*Assignment*. Determine which lines of the records include the word "muddy", and copy them.

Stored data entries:
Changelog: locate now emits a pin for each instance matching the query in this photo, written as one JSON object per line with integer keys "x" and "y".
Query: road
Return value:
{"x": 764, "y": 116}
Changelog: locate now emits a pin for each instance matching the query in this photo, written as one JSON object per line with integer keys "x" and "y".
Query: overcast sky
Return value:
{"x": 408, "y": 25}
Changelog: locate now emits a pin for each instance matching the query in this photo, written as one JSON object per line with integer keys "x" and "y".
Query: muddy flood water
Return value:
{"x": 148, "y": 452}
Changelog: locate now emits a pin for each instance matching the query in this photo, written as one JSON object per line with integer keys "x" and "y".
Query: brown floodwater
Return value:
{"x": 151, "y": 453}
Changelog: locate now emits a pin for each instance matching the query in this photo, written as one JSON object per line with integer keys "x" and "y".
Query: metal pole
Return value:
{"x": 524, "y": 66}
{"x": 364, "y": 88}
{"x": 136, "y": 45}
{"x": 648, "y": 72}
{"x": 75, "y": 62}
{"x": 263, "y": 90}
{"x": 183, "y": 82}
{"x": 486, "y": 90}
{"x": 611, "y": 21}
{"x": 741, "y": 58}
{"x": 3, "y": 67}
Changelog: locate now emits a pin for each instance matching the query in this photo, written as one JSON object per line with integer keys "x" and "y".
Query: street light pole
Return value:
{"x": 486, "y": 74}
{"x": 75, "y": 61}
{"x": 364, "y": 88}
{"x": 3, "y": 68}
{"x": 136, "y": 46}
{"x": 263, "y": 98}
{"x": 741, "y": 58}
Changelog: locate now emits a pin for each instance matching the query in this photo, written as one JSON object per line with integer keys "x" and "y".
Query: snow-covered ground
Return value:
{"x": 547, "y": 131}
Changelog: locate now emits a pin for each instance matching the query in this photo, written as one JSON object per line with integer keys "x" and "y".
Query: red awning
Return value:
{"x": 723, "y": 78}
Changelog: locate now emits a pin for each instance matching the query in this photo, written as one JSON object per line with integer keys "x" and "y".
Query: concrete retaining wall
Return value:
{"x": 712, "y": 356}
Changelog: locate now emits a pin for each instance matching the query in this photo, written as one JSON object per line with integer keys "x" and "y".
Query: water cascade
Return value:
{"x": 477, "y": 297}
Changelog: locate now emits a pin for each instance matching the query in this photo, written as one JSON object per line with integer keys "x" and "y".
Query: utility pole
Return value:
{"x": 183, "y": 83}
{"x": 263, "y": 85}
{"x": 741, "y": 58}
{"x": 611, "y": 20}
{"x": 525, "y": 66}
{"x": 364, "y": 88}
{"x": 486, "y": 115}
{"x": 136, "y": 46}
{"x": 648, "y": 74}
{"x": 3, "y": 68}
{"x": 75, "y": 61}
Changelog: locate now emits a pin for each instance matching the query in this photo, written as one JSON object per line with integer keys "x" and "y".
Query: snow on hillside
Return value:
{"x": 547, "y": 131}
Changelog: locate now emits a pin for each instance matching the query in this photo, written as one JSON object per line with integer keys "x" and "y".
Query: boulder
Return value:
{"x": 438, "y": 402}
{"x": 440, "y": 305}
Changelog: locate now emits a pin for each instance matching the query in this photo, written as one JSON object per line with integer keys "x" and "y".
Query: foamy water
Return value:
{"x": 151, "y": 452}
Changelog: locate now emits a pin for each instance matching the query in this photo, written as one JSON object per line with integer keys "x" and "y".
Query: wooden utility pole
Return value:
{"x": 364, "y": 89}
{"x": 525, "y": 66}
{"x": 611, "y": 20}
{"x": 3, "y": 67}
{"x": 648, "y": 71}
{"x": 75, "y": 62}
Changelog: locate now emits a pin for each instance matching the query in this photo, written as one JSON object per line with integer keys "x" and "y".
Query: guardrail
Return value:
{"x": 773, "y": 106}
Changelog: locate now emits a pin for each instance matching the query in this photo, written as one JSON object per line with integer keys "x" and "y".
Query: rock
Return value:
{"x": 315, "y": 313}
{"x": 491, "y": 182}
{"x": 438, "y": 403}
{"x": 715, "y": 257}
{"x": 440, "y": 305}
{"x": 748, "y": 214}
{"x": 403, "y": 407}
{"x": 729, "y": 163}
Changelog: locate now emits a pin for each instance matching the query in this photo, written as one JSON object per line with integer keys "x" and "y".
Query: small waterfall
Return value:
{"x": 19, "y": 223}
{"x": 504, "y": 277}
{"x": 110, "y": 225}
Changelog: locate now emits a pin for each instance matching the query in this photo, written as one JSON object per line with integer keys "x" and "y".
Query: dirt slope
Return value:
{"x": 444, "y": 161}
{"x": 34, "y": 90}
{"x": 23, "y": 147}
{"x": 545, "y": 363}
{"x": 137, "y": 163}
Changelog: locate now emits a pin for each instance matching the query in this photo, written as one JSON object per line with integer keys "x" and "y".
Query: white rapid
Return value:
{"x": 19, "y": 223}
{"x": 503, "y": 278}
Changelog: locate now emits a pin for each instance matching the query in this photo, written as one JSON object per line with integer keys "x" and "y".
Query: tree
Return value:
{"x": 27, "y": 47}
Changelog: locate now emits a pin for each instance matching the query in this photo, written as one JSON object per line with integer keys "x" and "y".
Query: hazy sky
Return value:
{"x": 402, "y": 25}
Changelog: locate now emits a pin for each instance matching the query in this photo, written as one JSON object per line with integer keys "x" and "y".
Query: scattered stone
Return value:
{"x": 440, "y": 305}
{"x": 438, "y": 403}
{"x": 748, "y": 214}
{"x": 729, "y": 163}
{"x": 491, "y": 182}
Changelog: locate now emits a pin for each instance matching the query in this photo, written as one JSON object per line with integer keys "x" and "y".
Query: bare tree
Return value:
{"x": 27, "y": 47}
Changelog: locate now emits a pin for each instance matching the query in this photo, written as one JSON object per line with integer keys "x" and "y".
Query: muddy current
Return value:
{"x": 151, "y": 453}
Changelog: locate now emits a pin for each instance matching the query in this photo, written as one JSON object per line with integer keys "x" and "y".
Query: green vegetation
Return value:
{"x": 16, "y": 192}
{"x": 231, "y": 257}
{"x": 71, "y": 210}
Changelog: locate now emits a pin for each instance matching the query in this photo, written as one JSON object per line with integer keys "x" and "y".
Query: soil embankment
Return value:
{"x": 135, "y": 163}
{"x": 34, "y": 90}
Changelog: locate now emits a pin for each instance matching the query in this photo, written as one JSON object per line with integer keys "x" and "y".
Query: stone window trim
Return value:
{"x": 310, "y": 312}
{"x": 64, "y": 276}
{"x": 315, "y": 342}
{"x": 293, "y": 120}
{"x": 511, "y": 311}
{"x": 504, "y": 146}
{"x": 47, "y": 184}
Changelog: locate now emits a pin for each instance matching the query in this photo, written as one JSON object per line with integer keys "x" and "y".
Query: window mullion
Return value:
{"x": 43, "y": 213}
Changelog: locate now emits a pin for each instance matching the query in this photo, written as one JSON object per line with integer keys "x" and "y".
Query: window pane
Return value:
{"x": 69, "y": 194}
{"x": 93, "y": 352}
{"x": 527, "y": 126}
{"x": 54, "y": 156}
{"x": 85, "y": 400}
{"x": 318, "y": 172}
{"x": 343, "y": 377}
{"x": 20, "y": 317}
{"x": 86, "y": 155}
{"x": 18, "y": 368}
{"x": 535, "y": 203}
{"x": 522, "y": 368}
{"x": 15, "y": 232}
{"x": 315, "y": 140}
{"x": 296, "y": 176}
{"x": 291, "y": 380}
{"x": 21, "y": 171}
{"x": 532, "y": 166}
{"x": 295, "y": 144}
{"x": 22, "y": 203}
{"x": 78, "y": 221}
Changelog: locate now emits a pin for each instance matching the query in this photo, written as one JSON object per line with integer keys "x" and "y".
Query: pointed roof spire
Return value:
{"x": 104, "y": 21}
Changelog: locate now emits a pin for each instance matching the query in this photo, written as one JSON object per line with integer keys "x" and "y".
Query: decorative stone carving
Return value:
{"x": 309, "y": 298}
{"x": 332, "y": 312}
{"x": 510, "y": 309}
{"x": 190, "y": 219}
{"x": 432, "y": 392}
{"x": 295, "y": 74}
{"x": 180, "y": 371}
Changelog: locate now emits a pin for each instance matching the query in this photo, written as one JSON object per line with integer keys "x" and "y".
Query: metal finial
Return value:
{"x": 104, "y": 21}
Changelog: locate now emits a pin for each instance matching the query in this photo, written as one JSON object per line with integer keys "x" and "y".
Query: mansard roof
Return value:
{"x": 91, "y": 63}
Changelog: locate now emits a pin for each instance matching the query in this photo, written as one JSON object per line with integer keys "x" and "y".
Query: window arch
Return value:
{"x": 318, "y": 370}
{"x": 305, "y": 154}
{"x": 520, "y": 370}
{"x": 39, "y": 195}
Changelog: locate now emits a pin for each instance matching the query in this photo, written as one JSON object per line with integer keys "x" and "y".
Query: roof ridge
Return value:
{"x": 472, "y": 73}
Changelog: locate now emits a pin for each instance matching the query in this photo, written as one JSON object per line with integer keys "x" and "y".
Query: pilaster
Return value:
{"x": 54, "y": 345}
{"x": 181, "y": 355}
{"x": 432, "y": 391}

*Answer to this task*.
Query: muddy flood water
Query: muddy current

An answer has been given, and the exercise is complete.